WORK TASK
The line containing "Target: human hand" marks the start; please restate exactly that line and only the lines following it through the end of the material below.
+ + + +
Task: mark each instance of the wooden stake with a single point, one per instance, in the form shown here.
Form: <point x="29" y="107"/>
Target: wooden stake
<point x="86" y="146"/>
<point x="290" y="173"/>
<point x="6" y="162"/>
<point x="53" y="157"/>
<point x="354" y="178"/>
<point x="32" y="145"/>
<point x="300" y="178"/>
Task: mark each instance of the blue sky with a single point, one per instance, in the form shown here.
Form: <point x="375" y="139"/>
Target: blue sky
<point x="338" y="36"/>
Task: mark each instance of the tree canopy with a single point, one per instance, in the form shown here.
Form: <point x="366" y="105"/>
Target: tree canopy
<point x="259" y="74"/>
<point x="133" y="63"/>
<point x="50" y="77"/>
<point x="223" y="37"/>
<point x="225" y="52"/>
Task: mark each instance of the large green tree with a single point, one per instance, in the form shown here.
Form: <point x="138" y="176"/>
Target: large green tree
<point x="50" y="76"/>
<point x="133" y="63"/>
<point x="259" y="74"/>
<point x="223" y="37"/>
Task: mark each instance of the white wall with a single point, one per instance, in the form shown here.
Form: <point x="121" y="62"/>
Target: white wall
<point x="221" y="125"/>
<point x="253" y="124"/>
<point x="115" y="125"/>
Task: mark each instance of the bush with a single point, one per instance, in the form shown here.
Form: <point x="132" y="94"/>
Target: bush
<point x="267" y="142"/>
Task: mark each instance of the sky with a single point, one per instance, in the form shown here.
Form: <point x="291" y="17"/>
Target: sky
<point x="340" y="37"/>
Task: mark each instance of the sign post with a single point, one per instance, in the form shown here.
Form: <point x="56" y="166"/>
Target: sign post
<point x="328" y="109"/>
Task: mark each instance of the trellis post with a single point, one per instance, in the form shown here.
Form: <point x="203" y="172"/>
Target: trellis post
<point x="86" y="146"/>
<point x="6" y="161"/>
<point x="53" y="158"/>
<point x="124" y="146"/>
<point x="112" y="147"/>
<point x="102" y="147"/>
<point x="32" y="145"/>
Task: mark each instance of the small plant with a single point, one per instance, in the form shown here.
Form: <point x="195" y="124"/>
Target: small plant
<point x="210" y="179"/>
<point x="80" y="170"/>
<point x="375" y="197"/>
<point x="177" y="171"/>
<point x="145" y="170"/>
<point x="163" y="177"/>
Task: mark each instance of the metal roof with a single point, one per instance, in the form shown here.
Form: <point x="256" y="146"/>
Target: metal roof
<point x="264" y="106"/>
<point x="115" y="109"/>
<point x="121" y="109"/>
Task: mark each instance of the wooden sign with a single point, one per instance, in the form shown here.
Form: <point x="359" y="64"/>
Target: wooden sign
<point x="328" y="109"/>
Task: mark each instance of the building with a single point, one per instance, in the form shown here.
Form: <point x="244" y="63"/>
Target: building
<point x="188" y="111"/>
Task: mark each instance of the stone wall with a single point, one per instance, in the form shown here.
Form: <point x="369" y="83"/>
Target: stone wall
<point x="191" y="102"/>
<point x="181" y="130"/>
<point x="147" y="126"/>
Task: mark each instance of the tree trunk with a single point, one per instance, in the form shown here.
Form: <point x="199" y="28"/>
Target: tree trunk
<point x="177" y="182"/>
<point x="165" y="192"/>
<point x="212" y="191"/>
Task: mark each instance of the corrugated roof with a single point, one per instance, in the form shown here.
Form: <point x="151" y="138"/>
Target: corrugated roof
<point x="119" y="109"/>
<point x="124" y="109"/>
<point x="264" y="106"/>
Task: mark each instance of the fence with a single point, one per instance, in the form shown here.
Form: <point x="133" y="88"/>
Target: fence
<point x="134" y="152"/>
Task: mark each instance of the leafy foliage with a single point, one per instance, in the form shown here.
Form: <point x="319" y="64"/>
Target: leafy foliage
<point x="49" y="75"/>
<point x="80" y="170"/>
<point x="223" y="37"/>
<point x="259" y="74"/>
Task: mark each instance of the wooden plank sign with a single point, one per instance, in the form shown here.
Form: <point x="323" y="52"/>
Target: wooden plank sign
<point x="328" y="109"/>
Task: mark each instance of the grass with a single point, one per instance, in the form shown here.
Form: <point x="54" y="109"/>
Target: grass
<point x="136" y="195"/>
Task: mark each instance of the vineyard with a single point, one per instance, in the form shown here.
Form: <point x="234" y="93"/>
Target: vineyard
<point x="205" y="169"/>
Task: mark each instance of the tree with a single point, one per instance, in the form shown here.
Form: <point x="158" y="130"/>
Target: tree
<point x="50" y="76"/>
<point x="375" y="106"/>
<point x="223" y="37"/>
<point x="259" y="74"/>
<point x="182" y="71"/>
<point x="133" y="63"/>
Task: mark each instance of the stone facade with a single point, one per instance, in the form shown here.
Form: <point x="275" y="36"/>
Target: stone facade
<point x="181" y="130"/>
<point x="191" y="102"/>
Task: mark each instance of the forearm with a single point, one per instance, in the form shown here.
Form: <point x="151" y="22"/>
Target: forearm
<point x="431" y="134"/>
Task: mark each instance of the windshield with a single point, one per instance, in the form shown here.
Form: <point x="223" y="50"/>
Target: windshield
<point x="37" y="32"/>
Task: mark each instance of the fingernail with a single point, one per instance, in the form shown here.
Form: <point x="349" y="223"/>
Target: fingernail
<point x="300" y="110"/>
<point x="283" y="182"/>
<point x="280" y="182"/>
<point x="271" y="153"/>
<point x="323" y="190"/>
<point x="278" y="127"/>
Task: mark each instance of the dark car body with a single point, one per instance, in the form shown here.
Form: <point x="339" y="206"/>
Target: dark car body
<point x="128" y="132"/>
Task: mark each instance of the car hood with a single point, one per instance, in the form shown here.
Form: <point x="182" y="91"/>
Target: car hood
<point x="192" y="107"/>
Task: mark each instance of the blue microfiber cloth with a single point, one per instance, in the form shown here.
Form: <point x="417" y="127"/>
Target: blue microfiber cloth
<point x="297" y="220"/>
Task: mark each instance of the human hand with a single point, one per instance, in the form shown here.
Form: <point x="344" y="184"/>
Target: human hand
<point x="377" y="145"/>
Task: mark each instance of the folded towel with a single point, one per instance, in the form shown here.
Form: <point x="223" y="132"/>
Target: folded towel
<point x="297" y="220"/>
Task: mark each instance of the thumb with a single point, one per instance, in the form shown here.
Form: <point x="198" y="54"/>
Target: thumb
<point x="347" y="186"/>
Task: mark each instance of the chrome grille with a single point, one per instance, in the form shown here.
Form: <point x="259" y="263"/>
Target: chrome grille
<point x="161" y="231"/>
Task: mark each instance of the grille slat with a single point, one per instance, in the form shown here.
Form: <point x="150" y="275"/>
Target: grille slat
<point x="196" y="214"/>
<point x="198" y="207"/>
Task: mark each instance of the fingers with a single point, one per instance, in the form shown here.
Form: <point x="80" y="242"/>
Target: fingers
+ + + +
ANSWER TO THIS PROBLEM
Target: human hand
<point x="377" y="145"/>
Task: mark each instance of the folded towel with a single point, one per instance, in the form shown here.
Form: <point x="223" y="132"/>
Target: folded towel
<point x="297" y="220"/>
Task: mark each instance of the thumb with a single point, one per instance, in the form shown here.
Form: <point x="198" y="54"/>
Target: thumb
<point x="347" y="186"/>
Task: mark each instance of the chrome grille with a single point, one per instance, in the form shown here.
Form: <point x="259" y="263"/>
Target: chrome grille
<point x="161" y="231"/>
Task: mark each instance of the grille slat with a single point, one per instance, in the form shown here.
Form: <point x="150" y="275"/>
Target: grille slat
<point x="196" y="214"/>
<point x="198" y="207"/>
Task: mark each instance of the fingers with a single point, one per instance, in the form shown here.
Form: <point x="80" y="242"/>
Target: fingers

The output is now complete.